Seçilen pasaj:
╔══
Akla, vicdana, insan haklarına aykırı, çağdışı bir uygulamanın daha son bulmuş olması, Türkiye’de yaşanan zihniyet değişimini göstermesi bakımında oldukça önemli. Fakat bir yandan devletin zihniyetinde böyle olumlu bir gelişme yaşanırken, diğer yandan tam tersi tablolarla da karşılaşmıyor değiliz. Örneğin, Kütahya’nın Domaniç ilçesinde 19 Mayıs etkinlikleri kapsamında düzenlenen gençlik koşusunda yarışmayı üçüncü tamamlayan Şeyma Bilge isimli öğrencinin başörtüsü nedeniyle ödülünü alamadığını, ödülünün başörtüsüz arkadaşına verildiğini öğrendik. Olayın basına yansıması sonrası Bilge’nin ödülü Kaymakam Mehmet Boztepe tarafından takdim edilirken, İlçe Milli Eğitim Müdürü Bayram Ali Kardeş hakkında disiplin soruşturması başlatıldı. Kardeş’in gazetecilere yaptığı açıklama ise sorunun temeline işaret eden cinstendi: “İmam Hatip Lisesi Müdürü ödül töreni öncesinde ‘Başörtüsünden dolayı sıkıntı olur mu?’ diye sordu. Bu soru üzerine geçmiş dönemlerde yaşadıklarımızdan dolayı sıkıntı olabileceğini söyledim. Bu yüzden o törende başka bir öğrenci ödülü aldı. Böyle bir şey olmasa daha iyi olurdu. Herkesten çok özür dilerim.”
╚══
Veri kesiti:
╔══
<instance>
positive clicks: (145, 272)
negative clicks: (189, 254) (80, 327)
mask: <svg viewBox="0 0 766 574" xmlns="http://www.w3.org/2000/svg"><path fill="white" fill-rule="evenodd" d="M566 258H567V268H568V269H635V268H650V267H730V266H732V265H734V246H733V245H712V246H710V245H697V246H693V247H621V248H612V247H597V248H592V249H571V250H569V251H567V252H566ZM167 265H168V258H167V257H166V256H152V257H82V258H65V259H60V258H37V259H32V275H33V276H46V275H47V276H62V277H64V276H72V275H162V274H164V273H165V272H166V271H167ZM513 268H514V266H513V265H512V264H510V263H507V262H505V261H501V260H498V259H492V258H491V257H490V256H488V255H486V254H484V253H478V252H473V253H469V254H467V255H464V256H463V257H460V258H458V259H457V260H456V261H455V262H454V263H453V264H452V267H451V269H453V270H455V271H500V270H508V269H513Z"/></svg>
╚══
Yapılacaklar:
**1)** Şu ifadeler seçilen pasajla uyuşuyor mu? Her birine evet ya da hayır deyin ve bu kararı belirleyen sözleri pasajdan tırnak içinde aktarın.
(a) Şeyma Bilge koşuyu ikinci sırada bitirdi.
(b) Bilge'nin ödülü, olay basına yansıdıktan sonra kaymakam tarafından verildi.
(c) Başörtüsüyle ilgili soruyu tören öncesinde İmam Hatip Lisesi Müdürü sordu.
**2)** Seçilen pasaja göre şu soruları yanıtlayın:
(a) Gençlik koşusu hangi ilçede düzenlendi?
(b) Koşu hangi etkinlikler kapsamında yapıldı?
(c) Kimin hakkında disiplin soruşturması başlatıldı?
**3)** Başörtüsü yüzünden ödülünü alamayan öğrenciyi anlatan seçilen pasajı, gösterilen son cümlenin ardından sürdürün.

Görev yanıtları:
**1)**
(a) Hayır: "yarışmayı üçüncü tamamlayan Şeyma Bilge isimli öğrencinin"
(b) Evet: "Olayın basına yansıması sonrası Bilge’nin ödülü Kaymakam Mehmet Boztepe tarafından takdim edilirken"
(c) Evet: "İmam Hatip Lisesi Müdürü ödül töreni öncesinde ‘Başörtüsünden dolayı sıkıntı olur mu?’ diye sordu."

**2)**
(a) Kütahya’nın Domaniç ilçesinde.
(b) 19 Mayıs etkinlikleri kapsamında.
(c) İlçe Milli Eğitim Müdürü Bayram Ali Kardeş hakkında.

**3)**
Kardeş’in açıklamasındaki “geçmiş dönemlerde yaşadıklarımız” vurgusu, benzer tablolarla karşılaşmamamız açısından ne yapılması gerektiğini ortaya koyuyor. Doğuştan gelen hak ve özgürlüklerin yasak sebebi sayılamayacağı, yasalarla teminat altına alındığı ve her ne sebeple olursa olsun kişi ya da kurumların inisiyatifine bırakılamayacağı bir ortamın oluşturulması… Ülke olarak geçmiş dönemde yaşadıklarımızın tekerrür etmemesi için yasakların değil, hak ve özgürlüklerin kurumsallaştığı zihinler inşa etmemiz gerekiyor.

Sorunu Muhatabıyla Konuşmak


89 yıllık Cumhuriyet tarihinde devletin toplumla olan ilişkilerine “tepeden inmeci” bir anlayış hakimdi. Devleti yöneten siyasîler ile sivil ve askerî bürokratik elite göre halk cahil ve yönetilmeye muhtaç bir ‘sürü’ idi. Devletlü kesim en iyisini bilir, halk adına en doğru kararı verir, halkının inancını, kültürünü, kılık kıyafetini, yaşayışını beğenmez, değiştirmeye, modernleştirmeye(!), terbiye etmeye(!) kalkar, hatta kimi zaman halkın seçtiğini beğenmez, askerî bir darbe ile alaşağı ederdi. Kısaca, “halka rağmen…” ifadesiyle özetleyebileceğimiz seçkinci, baskıcı, dayatmacı bir anlayış devlete hakimdi. Son yıllarda bu anlayışta köklü bir değişime gidildiğine, siyaset kurumunun alacağı kararların şekillenmesi noktasında doğrudan ya da dolaylı olarak halka sıklıkla müracaat edildiğine tanık oluyoruz.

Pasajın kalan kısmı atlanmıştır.